Copy the data word for word, keeping every line.

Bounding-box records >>
_ _ _ _ _
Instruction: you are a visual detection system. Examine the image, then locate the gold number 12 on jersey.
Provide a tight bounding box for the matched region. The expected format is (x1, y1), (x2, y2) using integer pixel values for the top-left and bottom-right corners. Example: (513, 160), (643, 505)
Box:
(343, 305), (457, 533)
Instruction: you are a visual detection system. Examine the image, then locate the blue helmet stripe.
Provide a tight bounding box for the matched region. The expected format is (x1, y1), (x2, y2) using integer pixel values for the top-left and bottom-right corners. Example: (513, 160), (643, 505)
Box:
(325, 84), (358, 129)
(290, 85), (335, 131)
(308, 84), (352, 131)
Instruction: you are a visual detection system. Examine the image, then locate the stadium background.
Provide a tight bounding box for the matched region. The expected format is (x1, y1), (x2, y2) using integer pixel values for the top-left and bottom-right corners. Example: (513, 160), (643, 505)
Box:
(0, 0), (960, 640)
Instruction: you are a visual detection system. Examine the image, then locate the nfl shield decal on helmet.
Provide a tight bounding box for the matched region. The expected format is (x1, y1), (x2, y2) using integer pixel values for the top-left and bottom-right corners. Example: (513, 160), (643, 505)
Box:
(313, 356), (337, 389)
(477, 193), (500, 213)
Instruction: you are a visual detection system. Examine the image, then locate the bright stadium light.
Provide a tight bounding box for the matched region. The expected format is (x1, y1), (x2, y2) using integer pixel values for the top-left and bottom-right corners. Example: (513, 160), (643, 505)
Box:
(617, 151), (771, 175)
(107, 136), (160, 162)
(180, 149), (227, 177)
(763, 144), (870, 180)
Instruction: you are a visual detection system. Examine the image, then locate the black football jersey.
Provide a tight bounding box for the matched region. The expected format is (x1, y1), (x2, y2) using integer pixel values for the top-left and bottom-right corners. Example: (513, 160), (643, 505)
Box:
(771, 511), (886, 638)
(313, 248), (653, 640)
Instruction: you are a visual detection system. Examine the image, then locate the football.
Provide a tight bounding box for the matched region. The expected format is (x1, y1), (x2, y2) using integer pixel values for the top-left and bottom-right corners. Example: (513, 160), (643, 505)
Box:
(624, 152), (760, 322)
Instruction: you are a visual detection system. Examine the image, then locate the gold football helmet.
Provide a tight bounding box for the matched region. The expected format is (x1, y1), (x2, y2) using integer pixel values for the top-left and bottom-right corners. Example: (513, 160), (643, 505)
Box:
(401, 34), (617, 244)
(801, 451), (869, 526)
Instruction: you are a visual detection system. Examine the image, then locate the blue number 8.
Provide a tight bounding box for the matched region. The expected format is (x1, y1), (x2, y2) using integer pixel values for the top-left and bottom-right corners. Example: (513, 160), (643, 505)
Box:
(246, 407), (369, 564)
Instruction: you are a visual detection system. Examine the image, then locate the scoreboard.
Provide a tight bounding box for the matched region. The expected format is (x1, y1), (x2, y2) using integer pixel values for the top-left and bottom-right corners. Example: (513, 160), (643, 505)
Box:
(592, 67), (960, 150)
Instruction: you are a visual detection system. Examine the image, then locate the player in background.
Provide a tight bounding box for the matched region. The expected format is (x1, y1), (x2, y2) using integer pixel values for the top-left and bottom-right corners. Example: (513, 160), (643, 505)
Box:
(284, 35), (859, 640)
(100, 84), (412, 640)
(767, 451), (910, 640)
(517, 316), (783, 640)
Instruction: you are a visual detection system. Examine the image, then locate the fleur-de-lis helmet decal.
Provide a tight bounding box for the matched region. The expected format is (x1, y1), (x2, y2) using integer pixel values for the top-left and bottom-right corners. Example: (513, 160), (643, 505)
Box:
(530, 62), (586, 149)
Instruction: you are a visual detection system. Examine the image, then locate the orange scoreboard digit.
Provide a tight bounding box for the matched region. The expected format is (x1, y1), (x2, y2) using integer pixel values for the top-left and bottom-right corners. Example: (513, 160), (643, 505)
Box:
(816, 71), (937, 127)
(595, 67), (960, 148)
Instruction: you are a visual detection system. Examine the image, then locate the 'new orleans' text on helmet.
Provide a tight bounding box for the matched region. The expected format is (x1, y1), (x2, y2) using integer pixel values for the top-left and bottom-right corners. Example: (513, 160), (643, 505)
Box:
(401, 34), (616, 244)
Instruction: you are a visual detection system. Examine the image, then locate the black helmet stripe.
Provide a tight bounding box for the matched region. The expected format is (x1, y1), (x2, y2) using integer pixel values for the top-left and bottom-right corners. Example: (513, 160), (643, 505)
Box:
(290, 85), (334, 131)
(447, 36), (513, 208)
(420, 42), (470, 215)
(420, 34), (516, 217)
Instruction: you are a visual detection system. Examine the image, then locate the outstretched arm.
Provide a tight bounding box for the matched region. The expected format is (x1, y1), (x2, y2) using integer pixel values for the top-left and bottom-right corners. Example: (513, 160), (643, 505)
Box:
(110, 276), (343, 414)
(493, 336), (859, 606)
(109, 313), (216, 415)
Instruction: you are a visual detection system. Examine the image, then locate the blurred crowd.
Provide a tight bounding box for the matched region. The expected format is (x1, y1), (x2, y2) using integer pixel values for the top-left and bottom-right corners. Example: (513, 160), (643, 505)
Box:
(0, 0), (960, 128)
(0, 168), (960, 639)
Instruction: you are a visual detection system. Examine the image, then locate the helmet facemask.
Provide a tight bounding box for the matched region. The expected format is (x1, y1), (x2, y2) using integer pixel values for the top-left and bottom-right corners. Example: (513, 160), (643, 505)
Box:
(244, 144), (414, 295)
_ _ _ _ _
ANSWER TO THIS TASK >>
Instruction: you are a visual detection system. Examine the image, then locate the gold number 12 on jersey.
Provide a tight bounding box for the matched region. The expected format is (x1, y1), (x2, y2) using integer pixel values for the top-left and bottom-right corners. Example: (513, 160), (643, 505)
Box:
(343, 305), (457, 533)
Instruction: you are a visual detection system. Examine the image, then locate the blue helmet stripe.
Provide a tight bounding box for the matched region. The expected format is (x1, y1), (x2, y2) using integer pixel values for the top-left and bottom-right corners. Example: (513, 160), (643, 505)
Box:
(325, 84), (358, 129)
(290, 85), (335, 131)
(308, 84), (352, 131)
Instruction: you are a visual detection system. Examine the image, then locate the stadium background.
Provide a tight bounding box for the matched region. The expected format is (x1, y1), (x2, y2) using integer pixel values for the top-left and bottom-right corners. Example: (513, 160), (643, 505)
Box:
(0, 0), (960, 640)
Instruction: you are a visual detection system. Examine the image, then locate the nfl shield decal on helmet.
Provide a tight bounding box for the matched region. The expected format is (x1, y1), (x2, y2) using integer pixel values for the top-left and bottom-right corners. Example: (513, 160), (643, 505)
Box:
(313, 356), (337, 389)
(477, 193), (500, 213)
Instruction: you are a visual detection system. Examine the image, then locate the bright stadium light.
Provide a tight bounding box for the matched region. The expected format is (x1, y1), (x2, y2) using integer pixel values for the top-left and bottom-right corners. Example: (513, 160), (643, 505)
Box:
(617, 151), (771, 175)
(107, 136), (160, 162)
(180, 149), (227, 177)
(763, 144), (870, 180)
Instruction: you are a visual detection system. Examine the image, then locate the black football jersey.
Provide a tight bounding box for the matched region. The expected format is (x1, y1), (x2, y2) using integer pixel values for the top-left and bottom-right corners. Example: (513, 160), (643, 505)
Box:
(771, 511), (886, 638)
(313, 248), (653, 640)
Instruction: you are a visual detection system. Examine the image, then locate the football.
Provide a tight bounding box for the matched region. The expected format is (x1, y1), (x2, y2) using integer pixel values for the top-left and bottom-right corners. Example: (513, 160), (643, 505)
Box:
(624, 152), (760, 322)
Instruction: you are a visual detection system. Examine the image, then locate the gold football helmet.
Provide a tight bounding box for the matched region. The expected format is (x1, y1), (x2, y2) using integer pixel values for the top-left and bottom-right corners. Example: (513, 160), (643, 505)
Box:
(401, 34), (617, 244)
(801, 451), (869, 526)
Instruction: you are a visual detection system. Examine the image, then locate the blue number 8.
Provide a tight bounding box for the matched region. The expected format is (x1, y1), (x2, y2) using integer pixel values for the top-left and bottom-right corners. Example: (513, 160), (643, 505)
Box:
(246, 407), (369, 564)
Instruction: you are a visual detection system. Examine the image, then locate the scoreboard.
Provide a tight bounding box for the matched region. The expected format is (x1, y1), (x2, y2) using integer pixel values for the top-left and bottom-right corners. Example: (513, 160), (643, 505)
Box:
(592, 67), (960, 150)
Instruction: you are a visual detection system. Examine the image, then locate the player in background.
Provide a tight bounding box for the matched region. The expected format is (x1, y1), (x2, y2) using integer pixel values for the top-left and bottom-right corners. Example: (513, 160), (643, 505)
Box:
(284, 35), (859, 640)
(100, 84), (412, 640)
(767, 451), (910, 640)
(517, 316), (783, 640)
Instruction: you are a visual detection system. Examine the image, then locate the fleur-de-lis helmet decal.
Provide a tight bounding box for the matched region. The expected format is (x1, y1), (x2, y2) using integer pixel values for the top-left and bottom-right corners. Example: (513, 160), (643, 505)
Box:
(530, 62), (586, 149)
Instruction: you are a visual detection system. Examine the image, then locate the orange scoreboard digit.
Provide a tight bounding box for the matched region. The expected format is (x1, y1), (x2, y2) using integer pixel values for the top-left and bottom-right corners. Example: (513, 160), (643, 505)
Box:
(816, 71), (937, 127)
(595, 67), (960, 148)
Instruction: you are a visual detection system. Examine the image, then locate the 'new orleans' text on helmet.
Provide a tight bounding box for the matched region. The expected format is (x1, y1), (x2, y2) using integer pixel values for the top-left and bottom-right corners. Example: (513, 160), (643, 505)
Box:
(401, 34), (616, 244)
Instruction: you are a visual detection system. Examine the image, then locate the black helmet stripe.
Provide a tight bounding box for the matched region. The expected format is (x1, y1), (x2, y2) using integer pixel values for the top-left and bottom-right corners. Example: (513, 160), (643, 505)
Box:
(290, 85), (334, 131)
(447, 36), (513, 208)
(420, 42), (470, 215)
(420, 34), (516, 217)
Instruction: you are a visual detection system. Examine the image, then locate the outstretched arm.
Provide a tight bounding box for the matched region. The expected format is (x1, y1), (x2, y2) using integer pixel values for the top-left and bottom-right corners. Example: (513, 160), (643, 505)
Box:
(110, 276), (343, 414)
(493, 336), (859, 606)
(109, 313), (216, 415)
Instruction: you are a visual detection system. Examine the image, then locate the blurred crowd.
Provide a tight bounding box for the matched region. The expected format is (x1, y1), (x2, y2) using integer pixel values for the top-left and bottom-right corners. Example: (513, 160), (643, 505)
Box:
(0, 0), (960, 128)
(0, 168), (960, 639)
Instruction: you are a visual detection system. Examine the image, then locate the helmet facemask.
Provide a tight bounding box for the matched region. The expected format is (x1, y1), (x2, y2) using integer pixel values for the top-left and bottom-right corners. Example: (513, 160), (643, 505)
Box:
(244, 144), (414, 295)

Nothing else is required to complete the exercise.